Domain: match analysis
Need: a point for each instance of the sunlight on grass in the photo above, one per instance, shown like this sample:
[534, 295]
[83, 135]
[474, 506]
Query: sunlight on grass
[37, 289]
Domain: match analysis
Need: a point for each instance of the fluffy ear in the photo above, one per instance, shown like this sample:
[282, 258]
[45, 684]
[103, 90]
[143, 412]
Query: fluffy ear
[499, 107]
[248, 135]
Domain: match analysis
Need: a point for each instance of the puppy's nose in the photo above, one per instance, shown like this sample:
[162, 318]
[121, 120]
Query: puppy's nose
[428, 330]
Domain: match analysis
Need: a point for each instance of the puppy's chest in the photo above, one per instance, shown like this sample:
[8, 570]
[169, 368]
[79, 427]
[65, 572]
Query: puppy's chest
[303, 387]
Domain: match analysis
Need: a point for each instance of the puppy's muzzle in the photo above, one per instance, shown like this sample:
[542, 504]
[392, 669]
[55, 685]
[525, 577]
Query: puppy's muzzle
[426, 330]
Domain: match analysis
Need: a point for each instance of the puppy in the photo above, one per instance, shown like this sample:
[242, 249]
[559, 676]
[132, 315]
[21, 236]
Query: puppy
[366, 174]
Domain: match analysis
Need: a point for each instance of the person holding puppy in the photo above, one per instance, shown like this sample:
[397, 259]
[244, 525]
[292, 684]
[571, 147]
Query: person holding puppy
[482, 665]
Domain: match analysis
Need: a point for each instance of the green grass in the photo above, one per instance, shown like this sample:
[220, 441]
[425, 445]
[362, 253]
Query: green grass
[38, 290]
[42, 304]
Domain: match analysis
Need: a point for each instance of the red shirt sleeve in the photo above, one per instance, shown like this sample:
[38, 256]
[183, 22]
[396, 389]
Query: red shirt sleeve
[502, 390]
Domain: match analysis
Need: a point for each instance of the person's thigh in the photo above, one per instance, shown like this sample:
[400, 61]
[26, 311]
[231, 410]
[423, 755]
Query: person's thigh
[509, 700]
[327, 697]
----
### [What the exercise asks]
Retype the records in full. Keep every line identical to the original.

### [Task result]
Domain: match analysis
Need: a point for each instance of the sunlight on grass in the photo above, one per instance, shown like this sample:
[534, 295]
[83, 135]
[474, 506]
Query: sunlight on grass
[37, 289]
Domain: match analysis
Need: a point for each instance of the fluffy ear in the photo above, one per instance, shown like this sample:
[282, 258]
[45, 684]
[103, 90]
[143, 412]
Query: fluffy ear
[499, 107]
[248, 135]
Domain: match analysis
Need: a point for each instance of the puppy's nose in the photo above, one per instance, shown like this sample:
[162, 318]
[121, 120]
Query: puppy's nose
[428, 330]
Domain: match analysis
Need: a point for each instance of the puppy's chest in the photo above, one per instance, shown like this sample:
[8, 570]
[169, 368]
[79, 427]
[65, 572]
Query: puppy's chest
[303, 387]
Domain: match analysis
Need: a point for each instance of the puppy's muzzle in the photo above, one per instance, shown like this sample:
[542, 504]
[392, 669]
[55, 685]
[525, 577]
Query: puppy's muzzle
[426, 330]
Domain: match analysis
Need: a point for each instance of the puppy in the photo above, one per instance, shown like this sample:
[242, 249]
[559, 676]
[132, 315]
[21, 236]
Query: puppy
[366, 174]
Domain: match analysis
Need: a point for each instance of the person holding puppy in the photo above, one per instance, shown like this sample:
[397, 259]
[244, 525]
[292, 684]
[571, 147]
Query: person holding puppy
[482, 665]
Domain: match analysis
Need: a point for each instance of the green grass in the photo above, one per instance, shown like this sample:
[220, 441]
[425, 445]
[362, 253]
Query: green grass
[38, 290]
[42, 304]
Domain: match analysis
Need: a point for each instance of the red shirt sleeve in the photo above, one per instance, shown like this sample:
[38, 256]
[183, 22]
[396, 389]
Query: red shirt sleeve
[502, 390]
Domain: match analysis
Need: a point for each instance of the person's thigh in the photo above, one per instance, shown like this sample:
[400, 61]
[26, 311]
[231, 410]
[423, 755]
Query: person's thigh
[509, 700]
[327, 697]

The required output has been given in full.